* begin Record extracts *

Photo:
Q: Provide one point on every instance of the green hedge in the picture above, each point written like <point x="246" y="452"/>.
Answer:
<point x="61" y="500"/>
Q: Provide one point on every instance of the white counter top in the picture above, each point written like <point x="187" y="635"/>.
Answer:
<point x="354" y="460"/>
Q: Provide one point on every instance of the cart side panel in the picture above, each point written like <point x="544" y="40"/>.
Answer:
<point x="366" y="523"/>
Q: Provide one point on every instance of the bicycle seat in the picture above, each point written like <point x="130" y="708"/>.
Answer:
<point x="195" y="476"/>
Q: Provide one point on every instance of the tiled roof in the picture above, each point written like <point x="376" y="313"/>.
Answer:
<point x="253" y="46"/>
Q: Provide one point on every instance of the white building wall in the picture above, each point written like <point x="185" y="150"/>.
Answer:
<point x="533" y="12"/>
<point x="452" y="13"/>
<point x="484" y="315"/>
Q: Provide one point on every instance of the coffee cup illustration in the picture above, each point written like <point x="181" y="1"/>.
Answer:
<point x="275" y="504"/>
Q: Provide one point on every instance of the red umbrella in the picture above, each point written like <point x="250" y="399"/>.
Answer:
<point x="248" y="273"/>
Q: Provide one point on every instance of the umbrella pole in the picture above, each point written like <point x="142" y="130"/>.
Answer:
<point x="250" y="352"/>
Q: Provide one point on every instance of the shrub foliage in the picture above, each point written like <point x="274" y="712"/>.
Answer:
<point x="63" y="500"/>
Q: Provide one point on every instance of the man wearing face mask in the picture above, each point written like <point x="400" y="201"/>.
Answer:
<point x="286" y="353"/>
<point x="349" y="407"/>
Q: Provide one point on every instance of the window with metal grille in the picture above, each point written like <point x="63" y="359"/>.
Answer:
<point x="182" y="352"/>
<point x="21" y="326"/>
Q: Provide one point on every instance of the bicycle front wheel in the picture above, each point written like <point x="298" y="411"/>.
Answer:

* end Record extracts *

Can you edit the entries above so that every "in the picture above" becomes "in the image above", leaving everything else unchanged?

- Response below:
Photo:
Q: Provide one point on every instance of the green hedge in the image above, each point written like <point x="246" y="452"/>.
Answer:
<point x="61" y="500"/>
Q: Provide one point on every instance of the white counter top in the image above, each point written like <point x="187" y="635"/>.
Answer:
<point x="354" y="460"/>
Q: Provide one point on every instance of the cart side panel in the image above, each point written like <point x="544" y="40"/>.
Answer:
<point x="366" y="523"/>
Q: Provide one point on every instance of the bicycle seat in the image above, each point written like <point x="130" y="708"/>.
Answer:
<point x="195" y="476"/>
Q: Provide one point on every instance of the tiled roof in the image above, each point written like <point x="376" y="313"/>.
Answer:
<point x="253" y="46"/>
Q: Provide one point on every instance of the white building wall in the image above, each point written like <point x="185" y="150"/>.
Answer:
<point x="533" y="12"/>
<point x="452" y="13"/>
<point x="484" y="315"/>
Q: Provide one point on every instance of the coffee cup illustration in the image above, each point written like <point x="181" y="1"/>.
Answer:
<point x="275" y="504"/>
Q: Provide one point on every instance of the red umbrella in the image above, each point written like <point x="250" y="399"/>.
Answer:
<point x="248" y="273"/>
Q: Provide one point on every instance of the umbrella pole in the image above, each point written like <point x="142" y="130"/>.
Answer:
<point x="250" y="352"/>
Q: Provide one point on every instance of the shrub foliage in the image above, each point written like <point x="274" y="712"/>.
Answer:
<point x="63" y="500"/>
Q: Provide one point on every instance of the man wearing face mask in the image above, each point written like <point x="400" y="201"/>.
Answer:
<point x="286" y="353"/>
<point x="349" y="407"/>
Q: Provide one point on every instance of the window with metal grille in the image above, each point written like <point x="63" y="359"/>.
Answer:
<point x="182" y="352"/>
<point x="21" y="326"/>
Q: Provide one point on every instance of the bicycle front wheel in the image above, each point written like <point x="298" y="411"/>.
Answer:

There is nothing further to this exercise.